**What this task involves**: Reproduce every line of the material below, but drop the pictures.

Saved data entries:
## Start

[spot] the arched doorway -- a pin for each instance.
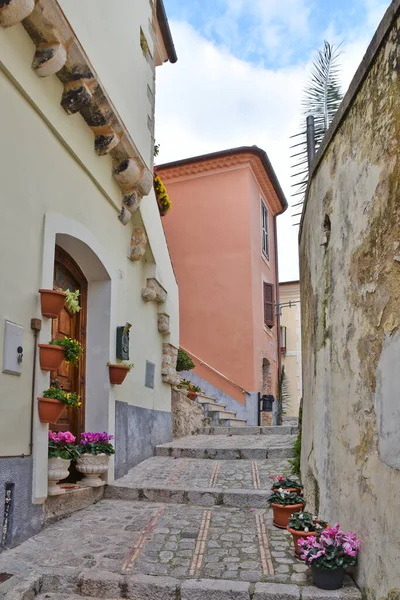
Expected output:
(68, 276)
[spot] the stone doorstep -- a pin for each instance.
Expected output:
(234, 498)
(101, 584)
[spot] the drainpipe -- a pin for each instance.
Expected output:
(278, 319)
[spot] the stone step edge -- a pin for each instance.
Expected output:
(229, 497)
(251, 430)
(226, 453)
(90, 583)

## End

**Answer to the problem**:
[spot] the arched doorway -- a pin for each instance.
Expected output:
(68, 276)
[spot] the stone doorstep -- a pin for each instance.
Expected output:
(234, 498)
(101, 584)
[spot] the drainpipe -- a pin for each instance.
Expected output:
(278, 319)
[spot] the stone step edge -- a pin for each instance.
Expected output:
(229, 497)
(251, 430)
(226, 453)
(90, 583)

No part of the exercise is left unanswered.